Render every row below as a JSON list of strings, one string per line, leaving out blank lines.

++++

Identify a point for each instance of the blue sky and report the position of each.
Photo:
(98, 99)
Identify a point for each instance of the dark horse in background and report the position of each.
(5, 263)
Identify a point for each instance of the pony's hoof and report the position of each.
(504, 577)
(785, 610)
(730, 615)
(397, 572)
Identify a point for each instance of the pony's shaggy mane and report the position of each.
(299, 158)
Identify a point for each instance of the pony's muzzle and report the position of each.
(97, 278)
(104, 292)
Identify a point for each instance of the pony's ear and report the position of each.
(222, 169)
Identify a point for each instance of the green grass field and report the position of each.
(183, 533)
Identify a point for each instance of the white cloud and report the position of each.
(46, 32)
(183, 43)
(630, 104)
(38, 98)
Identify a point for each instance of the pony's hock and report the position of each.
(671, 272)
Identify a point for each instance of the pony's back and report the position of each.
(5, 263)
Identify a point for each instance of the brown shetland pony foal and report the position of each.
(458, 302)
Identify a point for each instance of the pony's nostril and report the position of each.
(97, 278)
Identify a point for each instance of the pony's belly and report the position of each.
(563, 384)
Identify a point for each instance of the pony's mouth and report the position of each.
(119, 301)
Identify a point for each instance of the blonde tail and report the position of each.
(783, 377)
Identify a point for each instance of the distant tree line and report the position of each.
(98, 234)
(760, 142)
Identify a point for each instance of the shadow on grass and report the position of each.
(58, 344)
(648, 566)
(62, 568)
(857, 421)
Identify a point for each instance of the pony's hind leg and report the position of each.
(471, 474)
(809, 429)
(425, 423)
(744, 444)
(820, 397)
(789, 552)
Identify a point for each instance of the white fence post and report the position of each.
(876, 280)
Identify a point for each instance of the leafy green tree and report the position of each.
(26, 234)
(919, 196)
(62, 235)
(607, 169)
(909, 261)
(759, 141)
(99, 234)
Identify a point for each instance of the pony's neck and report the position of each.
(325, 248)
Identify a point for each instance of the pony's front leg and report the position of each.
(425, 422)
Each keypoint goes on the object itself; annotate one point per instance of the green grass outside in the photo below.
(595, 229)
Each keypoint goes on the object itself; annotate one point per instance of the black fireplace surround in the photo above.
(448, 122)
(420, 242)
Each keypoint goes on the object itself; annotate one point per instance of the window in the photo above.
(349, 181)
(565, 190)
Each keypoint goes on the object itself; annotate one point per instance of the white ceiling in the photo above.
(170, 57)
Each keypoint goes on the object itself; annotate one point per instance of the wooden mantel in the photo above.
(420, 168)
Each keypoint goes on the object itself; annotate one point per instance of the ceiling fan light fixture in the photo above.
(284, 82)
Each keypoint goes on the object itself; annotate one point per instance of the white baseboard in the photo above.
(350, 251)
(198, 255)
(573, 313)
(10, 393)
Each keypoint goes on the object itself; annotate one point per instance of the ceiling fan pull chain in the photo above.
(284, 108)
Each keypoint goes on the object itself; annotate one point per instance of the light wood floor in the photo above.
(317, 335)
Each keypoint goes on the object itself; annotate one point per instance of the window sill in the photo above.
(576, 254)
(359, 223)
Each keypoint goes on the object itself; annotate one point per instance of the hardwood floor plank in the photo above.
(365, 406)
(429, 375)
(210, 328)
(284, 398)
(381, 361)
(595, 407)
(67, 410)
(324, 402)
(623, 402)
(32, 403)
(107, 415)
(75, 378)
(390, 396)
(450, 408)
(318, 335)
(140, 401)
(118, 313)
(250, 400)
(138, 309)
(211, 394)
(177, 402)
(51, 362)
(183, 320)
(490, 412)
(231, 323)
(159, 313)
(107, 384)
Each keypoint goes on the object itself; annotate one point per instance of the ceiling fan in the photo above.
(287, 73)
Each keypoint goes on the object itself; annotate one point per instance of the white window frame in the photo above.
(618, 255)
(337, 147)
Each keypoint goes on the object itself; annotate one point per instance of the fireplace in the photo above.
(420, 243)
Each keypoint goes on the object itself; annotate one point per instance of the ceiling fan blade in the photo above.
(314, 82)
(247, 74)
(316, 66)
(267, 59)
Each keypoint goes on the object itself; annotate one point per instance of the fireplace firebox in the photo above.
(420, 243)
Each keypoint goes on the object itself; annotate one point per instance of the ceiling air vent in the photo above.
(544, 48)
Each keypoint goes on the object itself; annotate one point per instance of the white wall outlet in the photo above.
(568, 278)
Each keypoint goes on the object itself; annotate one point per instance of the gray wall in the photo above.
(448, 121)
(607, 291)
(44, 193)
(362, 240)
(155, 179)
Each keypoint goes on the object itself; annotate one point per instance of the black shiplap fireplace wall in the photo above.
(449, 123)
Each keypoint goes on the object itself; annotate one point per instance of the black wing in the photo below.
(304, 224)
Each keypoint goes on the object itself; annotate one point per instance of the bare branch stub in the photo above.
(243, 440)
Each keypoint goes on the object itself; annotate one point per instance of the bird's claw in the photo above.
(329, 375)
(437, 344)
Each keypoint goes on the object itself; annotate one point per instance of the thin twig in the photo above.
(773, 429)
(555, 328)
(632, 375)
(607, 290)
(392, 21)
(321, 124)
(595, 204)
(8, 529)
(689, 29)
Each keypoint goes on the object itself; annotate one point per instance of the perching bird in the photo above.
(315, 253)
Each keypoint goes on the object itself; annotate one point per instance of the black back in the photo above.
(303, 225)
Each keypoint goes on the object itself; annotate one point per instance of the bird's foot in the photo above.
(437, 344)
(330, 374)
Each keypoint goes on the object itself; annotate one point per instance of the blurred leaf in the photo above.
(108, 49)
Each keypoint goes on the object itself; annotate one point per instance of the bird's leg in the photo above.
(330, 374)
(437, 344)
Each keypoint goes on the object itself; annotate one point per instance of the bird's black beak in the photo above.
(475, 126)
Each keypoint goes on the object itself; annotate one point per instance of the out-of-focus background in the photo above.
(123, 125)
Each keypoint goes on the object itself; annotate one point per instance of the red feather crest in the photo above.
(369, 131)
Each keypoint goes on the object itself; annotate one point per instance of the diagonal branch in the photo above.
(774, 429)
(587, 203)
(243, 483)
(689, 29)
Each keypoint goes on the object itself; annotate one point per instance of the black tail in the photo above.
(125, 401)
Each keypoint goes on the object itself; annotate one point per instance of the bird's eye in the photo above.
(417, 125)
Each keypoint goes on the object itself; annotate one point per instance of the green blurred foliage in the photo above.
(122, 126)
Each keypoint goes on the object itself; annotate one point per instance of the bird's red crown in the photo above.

++++

#### [Output for this task]
[
  "Identify a point for each instance of the blue sky and report the position of each.",
  "Photo:",
  "(98, 99)",
  "Identify a point for each instance of the dark horse in background and report the position of each.",
  "(5, 263)",
  "Identify a point for each instance of the pony's hoof and report the position of each.",
  "(504, 577)",
  "(785, 610)",
  "(730, 615)",
  "(397, 572)",
  "Identify a point for each instance of the pony's shaggy mane and report the position of each.",
  "(299, 158)",
  "Identify a point for each instance of the pony's muzzle and report the position of each.",
  "(97, 278)",
  "(104, 292)",
  "Identify a point for each instance of the pony's ear and report the position of each.",
  "(222, 169)",
  "Identify a point for each instance of the green grass field and report the position of each.",
  "(183, 533)",
  "Identify a point for each instance of the white cloud and report the position of each.",
  "(46, 32)",
  "(183, 43)",
  "(630, 104)",
  "(38, 98)",
  "Identify a point for each instance of the pony's hock and report the position of each.",
  "(671, 272)",
  "Identify a point for each instance of the pony's back and report the position of each.",
  "(5, 263)",
  "Identify a point for each instance of the brown shetland pony foal and report the position of each.",
  "(458, 302)",
  "Identify a point for each instance of the pony's nostril and report the position of each.",
  "(97, 278)",
  "Identify a point for each instance of the pony's belly and report the position of each.",
  "(563, 384)",
  "Identify a point for each instance of the pony's mouth and report the position of each.",
  "(119, 301)",
  "Identify a point for each instance of the blonde tail and report the position of each.",
  "(783, 377)",
  "Identify a point for each instance of the distant tree line and report the position of each.",
  "(98, 234)",
  "(760, 142)",
  "Identify a point for each instance of the shadow on grass and report the position of each.",
  "(58, 344)",
  "(648, 566)",
  "(62, 568)",
  "(857, 421)",
  "Identify a point for each instance of the pony's hind leg and report the position of each.",
  "(471, 474)",
  "(809, 429)",
  "(425, 423)",
  "(744, 444)",
  "(820, 397)",
  "(789, 552)",
  "Identify a point for each instance of the white fence post and report the position of each.",
  "(876, 280)",
  "Identify a point for each instance of the leafy green tree and report the position of each.",
  "(26, 234)",
  "(919, 196)",
  "(62, 235)",
  "(607, 169)",
  "(909, 261)",
  "(759, 141)",
  "(99, 234)",
  "Identify a point for each instance of the pony's neck and report the position of each.",
  "(325, 248)",
  "Identify a point for each instance of the pony's front leg and report the position of each.",
  "(425, 422)",
  "Each keypoint goes on the object itself; annotate one point per instance of the green grass outside in the photo below.",
  "(595, 229)",
  "Each keypoint goes on the object itself; annotate one point per instance of the black fireplace surround in the photo above.",
  "(448, 122)",
  "(420, 242)",
  "Each keypoint goes on the object itself; annotate one point per instance of the window in the photo above.",
  "(349, 181)",
  "(565, 190)",
  "Each keypoint goes on the object itself; annotate one point per instance of the white ceiling in the photo above.",
  "(170, 57)",
  "Each keypoint goes on the object itself; annotate one point per instance of the wooden mantel in the photo above.",
  "(420, 168)",
  "Each keypoint goes on the object itself; annotate one point per instance of the ceiling fan light fixture in the photo above.",
  "(284, 82)",
  "Each keypoint goes on the object itself; annotate one point per instance of the white baseboard in the photo above.",
  "(350, 251)",
  "(198, 255)",
  "(573, 313)",
  "(10, 393)",
  "Each keypoint goes on the object itself; annotate one point per instance of the ceiling fan pull chain in the photo above.",
  "(284, 108)",
  "Each keypoint goes on the object itself; annotate one point per instance of the light wood floor in the photo above.",
  "(317, 335)",
  "Each keypoint goes on the object itself; annotate one point per instance of the window sill in the photo above.",
  "(576, 254)",
  "(359, 223)",
  "Each keypoint goes on the object itself; annotate one point per instance of the hardwood floor plank in the photo above.",
  "(365, 406)",
  "(429, 375)",
  "(210, 328)",
  "(284, 398)",
  "(381, 361)",
  "(595, 407)",
  "(67, 410)",
  "(324, 402)",
  "(623, 402)",
  "(32, 403)",
  "(107, 415)",
  "(75, 378)",
  "(390, 396)",
  "(450, 408)",
  "(318, 335)",
  "(140, 401)",
  "(118, 313)",
  "(250, 400)",
  "(138, 309)",
  "(211, 394)",
  "(177, 402)",
  "(51, 362)",
  "(183, 320)",
  "(490, 412)",
  "(231, 323)",
  "(159, 313)",
  "(107, 384)",
  "Each keypoint goes on the object itself; annotate one point per instance of the ceiling fan in the photo above.",
  "(287, 73)",
  "Each keypoint goes on the object itself; annotate one point per instance of the white window frame in the photo above.",
  "(618, 255)",
  "(337, 147)",
  "Each keypoint goes on the object itself; annotate one point per instance of the fireplace in the photo above.",
  "(420, 243)",
  "Each keypoint goes on the object itself; annotate one point per instance of the ceiling fan blade in the photo above.",
  "(314, 82)",
  "(247, 74)",
  "(316, 66)",
  "(267, 59)",
  "Each keypoint goes on the object itself; annotate one point per instance of the fireplace firebox in the photo above.",
  "(420, 243)",
  "Each keypoint goes on the object itself; annotate one point per instance of the ceiling air vent in the photo above.",
  "(544, 48)",
  "Each keypoint goes on the object itself; annotate one point per instance of the white wall outlet in the photo above.",
  "(568, 278)",
  "Each keypoint goes on the object itself; annotate one point per instance of the gray wall in the photo above.",
  "(448, 121)",
  "(607, 291)",
  "(44, 193)",
  "(362, 240)",
  "(155, 179)",
  "Each keypoint goes on the object itself; annotate one point per instance of the black shiplap fireplace wall in the photo above.",
  "(449, 123)",
  "Each keypoint goes on the object itself; annotate one point per instance of the black wing in the photo below.",
  "(304, 224)",
  "Each keypoint goes on the object itself; annotate one point per instance of the bare branch stub in the photo above.",
  "(243, 440)",
  "Each keypoint goes on the object itself; annotate one point per instance of the bird's claw in the photo above.",
  "(329, 375)",
  "(437, 344)",
  "Each keypoint goes on the object itself; annotate one point per instance of the thin twig in the photo above.",
  "(773, 429)",
  "(555, 328)",
  "(632, 375)",
  "(607, 290)",
  "(392, 21)",
  "(321, 124)",
  "(595, 204)",
  "(8, 529)",
  "(689, 29)",
  "Each keypoint goes on the object itself; annotate one point per instance of the perching bird in the photo above.",
  "(315, 253)",
  "Each keypoint goes on the object itself; annotate one point per instance of the black back in the photo above.",
  "(303, 225)",
  "Each keypoint goes on the object itself; annotate one point per instance of the bird's foot in the photo above.",
  "(437, 344)",
  "(330, 374)",
  "Each keypoint goes on the object itself; annotate one point per instance of the blurred leaf in the photo above.",
  "(108, 49)",
  "Each keypoint goes on the object itself; annotate one point per instance of the bird's leg in the photo above.",
  "(330, 374)",
  "(437, 344)",
  "Each keypoint goes on the object itself; annotate one point per instance of the bird's black beak in the photo above.",
  "(475, 126)",
  "Each keypoint goes on the object itself; annotate one point per instance of the out-of-focus background in the photo above.",
  "(123, 125)",
  "Each keypoint goes on the object itself; annotate one point per instance of the red feather crest in the photo above.",
  "(369, 131)",
  "Each keypoint goes on the object itself; annotate one point per instance of the diagonal branch in the photo above.",
  "(774, 429)",
  "(587, 203)",
  "(243, 483)",
  "(689, 29)",
  "Each keypoint goes on the object itself; annotate one point per instance of the black tail in the photo above.",
  "(125, 401)",
  "Each keypoint goes on the object itself; annotate one point per instance of the bird's eye in the photo above.",
  "(417, 125)",
  "Each keypoint goes on the object itself; annotate one point per instance of the green blurred foliage in the photo above.",
  "(122, 126)",
  "Each keypoint goes on the object itself; annotate one point per instance of the bird's red crown in the photo above."
]